What is needed ->
In the material below, count the lines that contain the string "white", treating case as significant. Reply with only the number.

(Bounding box annotation entries)
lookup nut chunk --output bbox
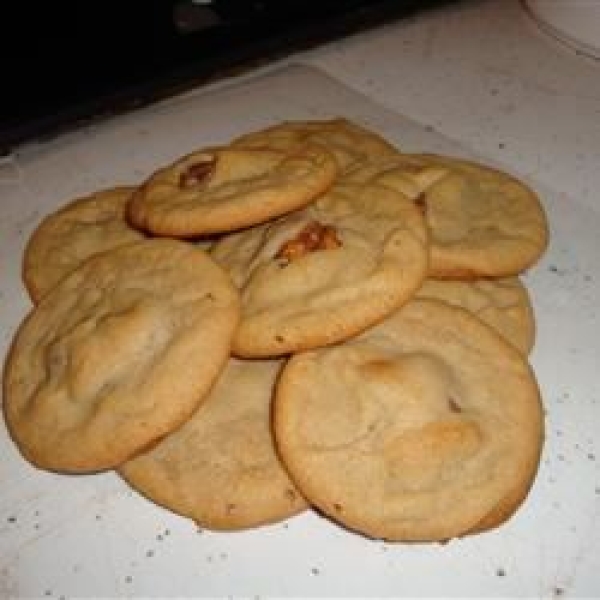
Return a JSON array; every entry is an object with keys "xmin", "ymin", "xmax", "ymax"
[
  {"xmin": 275, "ymin": 221, "xmax": 342, "ymax": 261},
  {"xmin": 179, "ymin": 156, "xmax": 217, "ymax": 189}
]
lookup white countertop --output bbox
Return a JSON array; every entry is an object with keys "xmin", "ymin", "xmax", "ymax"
[
  {"xmin": 0, "ymin": 0, "xmax": 600, "ymax": 598},
  {"xmin": 302, "ymin": 0, "xmax": 600, "ymax": 206}
]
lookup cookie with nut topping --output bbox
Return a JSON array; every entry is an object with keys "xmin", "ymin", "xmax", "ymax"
[
  {"xmin": 274, "ymin": 300, "xmax": 543, "ymax": 541},
  {"xmin": 211, "ymin": 182, "xmax": 428, "ymax": 357},
  {"xmin": 128, "ymin": 144, "xmax": 338, "ymax": 238},
  {"xmin": 3, "ymin": 239, "xmax": 239, "ymax": 472},
  {"xmin": 119, "ymin": 358, "xmax": 307, "ymax": 530},
  {"xmin": 23, "ymin": 186, "xmax": 143, "ymax": 302}
]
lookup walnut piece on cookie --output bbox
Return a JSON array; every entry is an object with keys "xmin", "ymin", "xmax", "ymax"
[
  {"xmin": 128, "ymin": 143, "xmax": 338, "ymax": 238},
  {"xmin": 3, "ymin": 239, "xmax": 239, "ymax": 472},
  {"xmin": 211, "ymin": 182, "xmax": 428, "ymax": 358}
]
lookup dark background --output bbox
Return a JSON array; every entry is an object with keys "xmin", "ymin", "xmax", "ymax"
[{"xmin": 0, "ymin": 0, "xmax": 457, "ymax": 153}]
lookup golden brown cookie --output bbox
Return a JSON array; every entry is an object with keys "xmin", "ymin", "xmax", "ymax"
[
  {"xmin": 211, "ymin": 178, "xmax": 428, "ymax": 357},
  {"xmin": 23, "ymin": 186, "xmax": 143, "ymax": 302},
  {"xmin": 128, "ymin": 144, "xmax": 337, "ymax": 238},
  {"xmin": 348, "ymin": 154, "xmax": 548, "ymax": 279},
  {"xmin": 416, "ymin": 277, "xmax": 535, "ymax": 354},
  {"xmin": 274, "ymin": 300, "xmax": 543, "ymax": 541},
  {"xmin": 119, "ymin": 359, "xmax": 307, "ymax": 530},
  {"xmin": 3, "ymin": 239, "xmax": 239, "ymax": 472},
  {"xmin": 232, "ymin": 118, "xmax": 398, "ymax": 172}
]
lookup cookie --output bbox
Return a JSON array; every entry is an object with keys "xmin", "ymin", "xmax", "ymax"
[
  {"xmin": 232, "ymin": 118, "xmax": 398, "ymax": 172},
  {"xmin": 128, "ymin": 144, "xmax": 337, "ymax": 238},
  {"xmin": 211, "ymin": 182, "xmax": 428, "ymax": 358},
  {"xmin": 416, "ymin": 277, "xmax": 535, "ymax": 354},
  {"xmin": 3, "ymin": 239, "xmax": 239, "ymax": 472},
  {"xmin": 23, "ymin": 186, "xmax": 143, "ymax": 302},
  {"xmin": 274, "ymin": 300, "xmax": 543, "ymax": 541},
  {"xmin": 119, "ymin": 359, "xmax": 307, "ymax": 530},
  {"xmin": 352, "ymin": 154, "xmax": 548, "ymax": 279}
]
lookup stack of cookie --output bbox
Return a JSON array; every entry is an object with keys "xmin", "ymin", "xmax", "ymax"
[{"xmin": 4, "ymin": 119, "xmax": 548, "ymax": 541}]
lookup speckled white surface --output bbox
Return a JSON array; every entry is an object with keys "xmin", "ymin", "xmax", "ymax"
[
  {"xmin": 305, "ymin": 0, "xmax": 600, "ymax": 211},
  {"xmin": 0, "ymin": 0, "xmax": 600, "ymax": 598}
]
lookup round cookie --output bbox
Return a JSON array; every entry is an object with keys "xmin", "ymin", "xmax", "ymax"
[
  {"xmin": 119, "ymin": 359, "xmax": 307, "ymax": 530},
  {"xmin": 211, "ymin": 178, "xmax": 428, "ymax": 357},
  {"xmin": 23, "ymin": 186, "xmax": 144, "ymax": 302},
  {"xmin": 349, "ymin": 154, "xmax": 548, "ymax": 279},
  {"xmin": 416, "ymin": 277, "xmax": 535, "ymax": 354},
  {"xmin": 231, "ymin": 118, "xmax": 398, "ymax": 172},
  {"xmin": 3, "ymin": 239, "xmax": 239, "ymax": 472},
  {"xmin": 274, "ymin": 300, "xmax": 543, "ymax": 541},
  {"xmin": 128, "ymin": 144, "xmax": 337, "ymax": 238}
]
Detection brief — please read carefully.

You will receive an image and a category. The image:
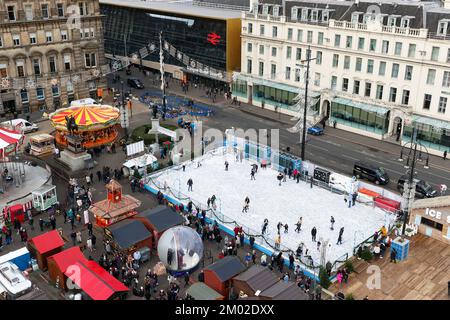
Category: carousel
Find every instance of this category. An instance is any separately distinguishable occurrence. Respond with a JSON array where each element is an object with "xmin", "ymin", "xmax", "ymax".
[{"xmin": 49, "ymin": 105, "xmax": 120, "ymax": 149}]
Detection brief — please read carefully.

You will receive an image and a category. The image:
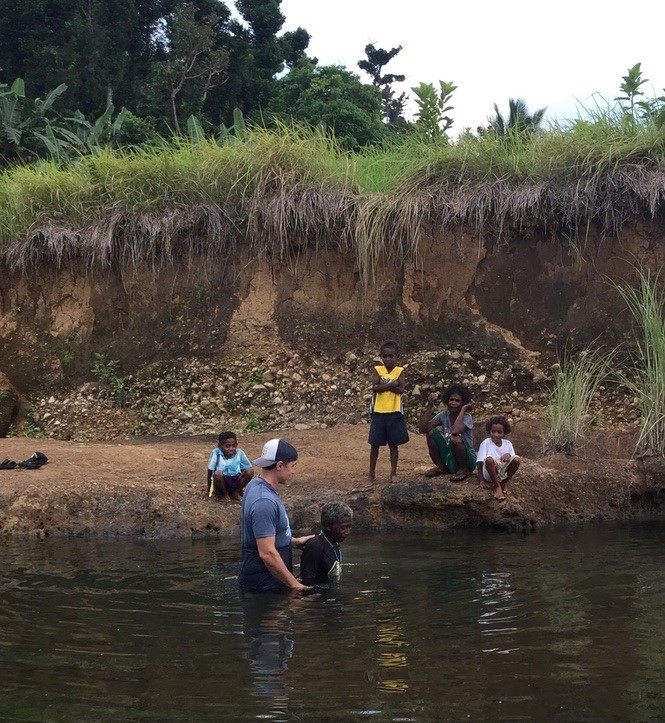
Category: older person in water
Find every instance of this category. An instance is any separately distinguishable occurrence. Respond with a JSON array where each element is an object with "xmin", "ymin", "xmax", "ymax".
[{"xmin": 300, "ymin": 502, "xmax": 353, "ymax": 585}]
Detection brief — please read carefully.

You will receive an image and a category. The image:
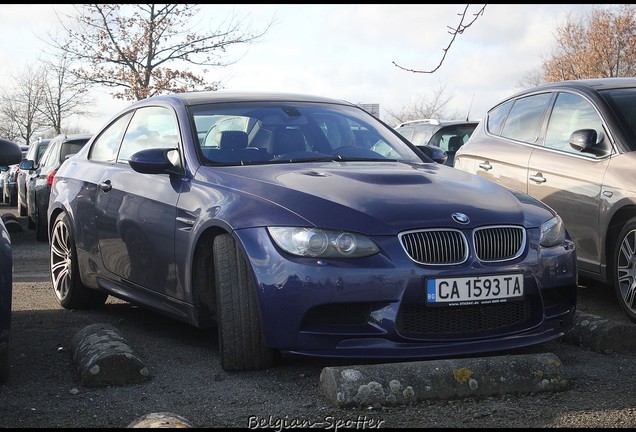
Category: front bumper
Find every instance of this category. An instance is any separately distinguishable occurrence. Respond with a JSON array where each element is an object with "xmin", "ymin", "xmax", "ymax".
[{"xmin": 237, "ymin": 229, "xmax": 577, "ymax": 359}]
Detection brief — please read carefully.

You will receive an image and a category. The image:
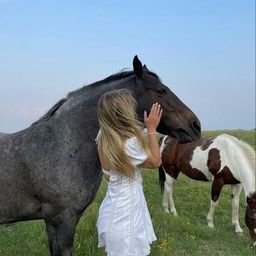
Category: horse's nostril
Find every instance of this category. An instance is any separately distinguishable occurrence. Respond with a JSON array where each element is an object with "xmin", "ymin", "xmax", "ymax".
[{"xmin": 192, "ymin": 120, "xmax": 201, "ymax": 135}]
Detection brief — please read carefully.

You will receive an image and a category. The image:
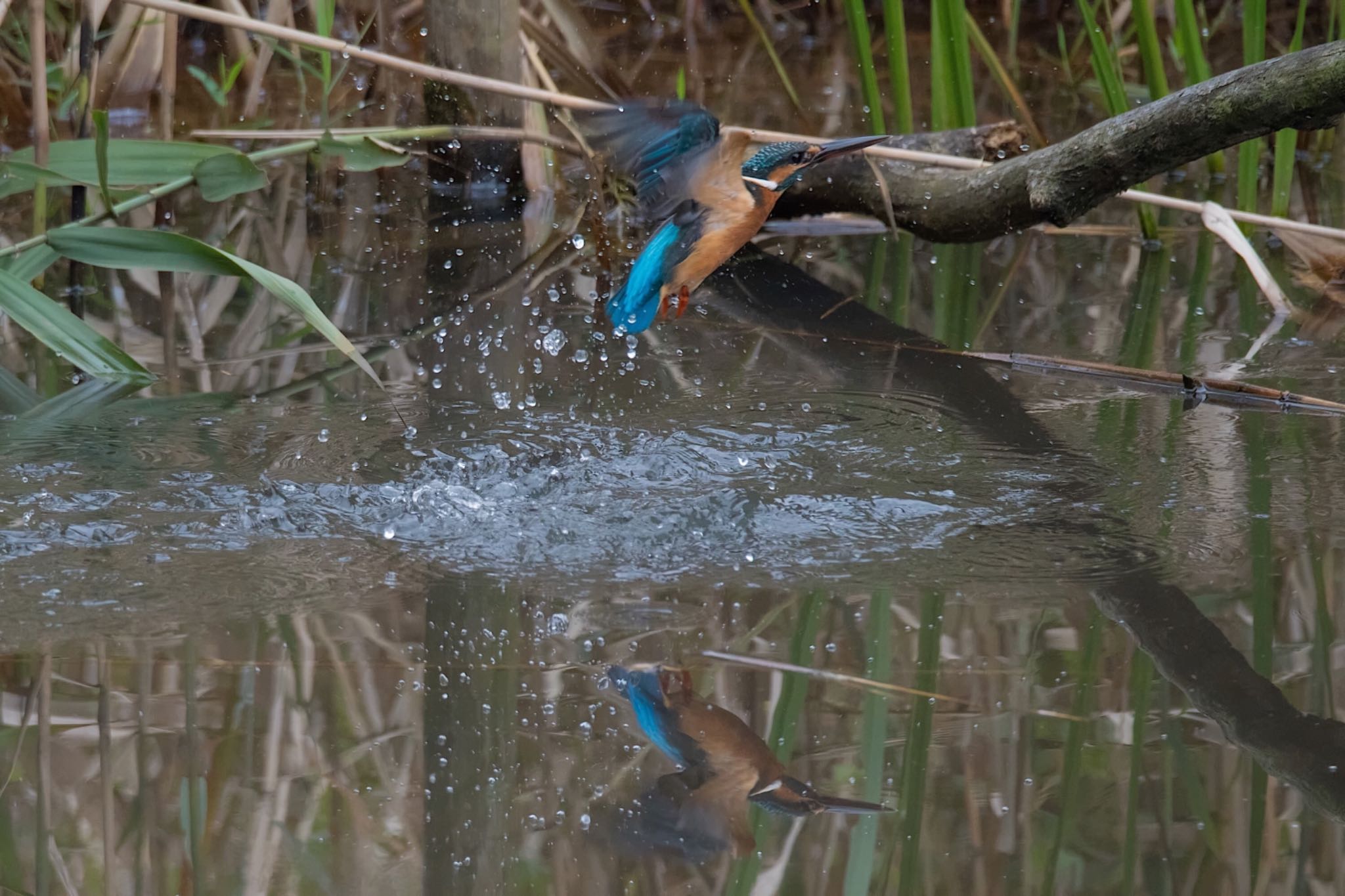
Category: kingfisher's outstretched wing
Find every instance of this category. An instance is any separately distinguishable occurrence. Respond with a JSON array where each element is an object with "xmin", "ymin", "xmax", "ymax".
[{"xmin": 579, "ymin": 99, "xmax": 741, "ymax": 221}]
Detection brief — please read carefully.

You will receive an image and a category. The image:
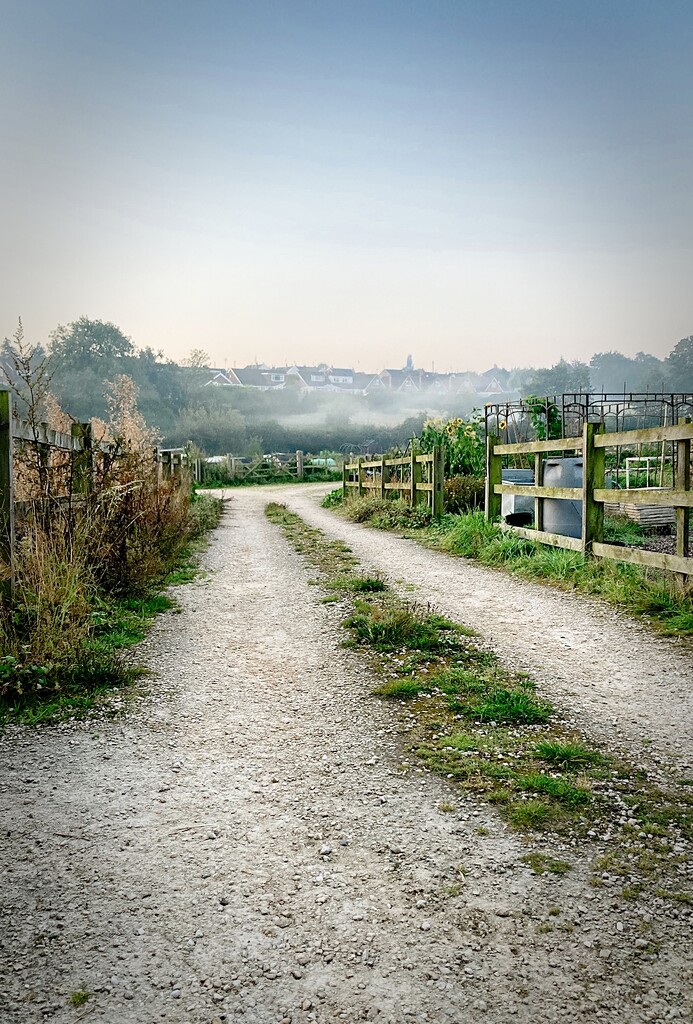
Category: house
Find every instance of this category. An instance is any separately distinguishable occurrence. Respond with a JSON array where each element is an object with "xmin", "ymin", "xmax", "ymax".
[{"xmin": 204, "ymin": 369, "xmax": 243, "ymax": 387}]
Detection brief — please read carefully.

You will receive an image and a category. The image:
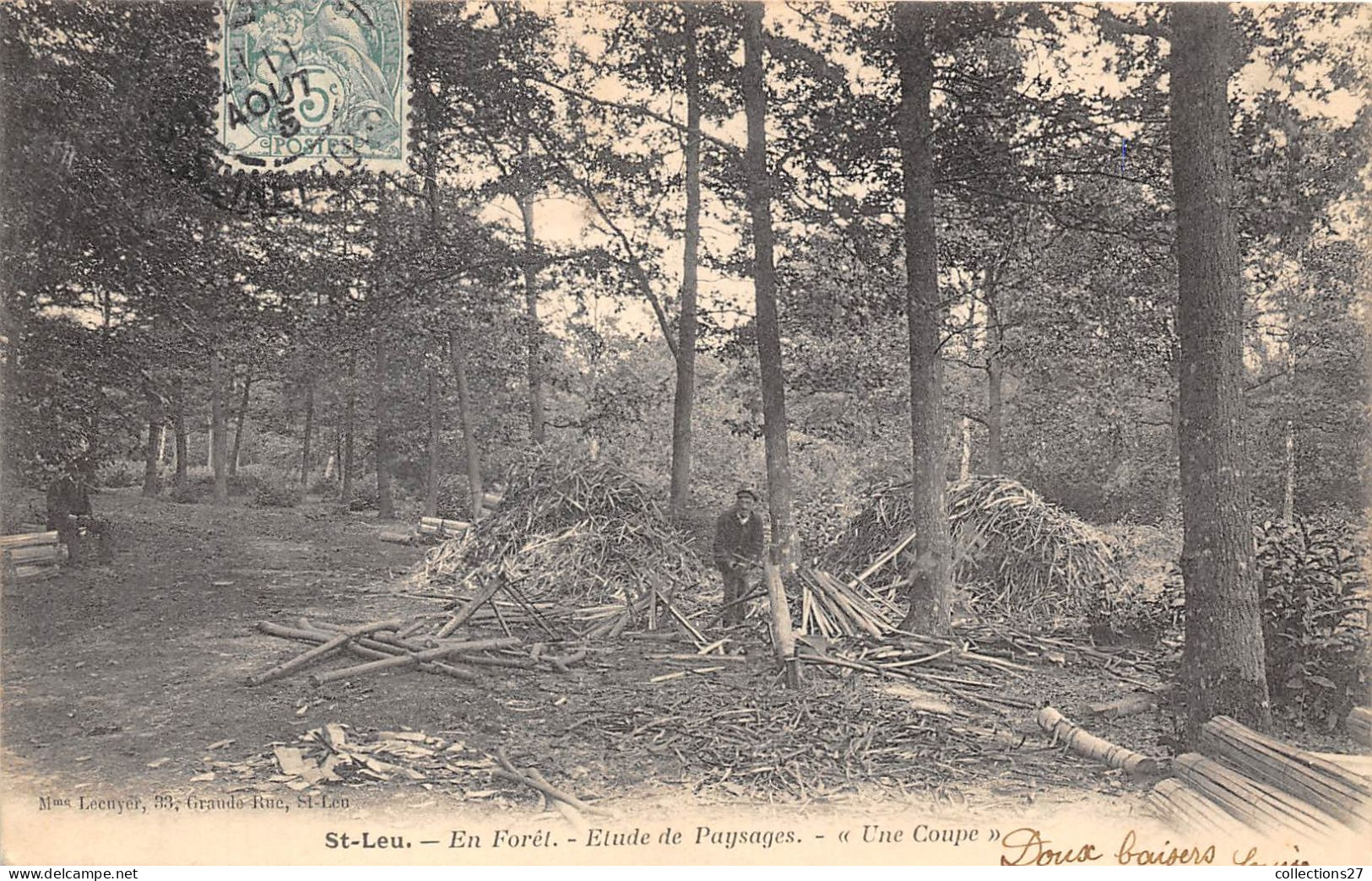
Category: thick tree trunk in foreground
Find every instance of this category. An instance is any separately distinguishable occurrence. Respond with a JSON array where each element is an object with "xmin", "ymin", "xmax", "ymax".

Answer to the task ->
2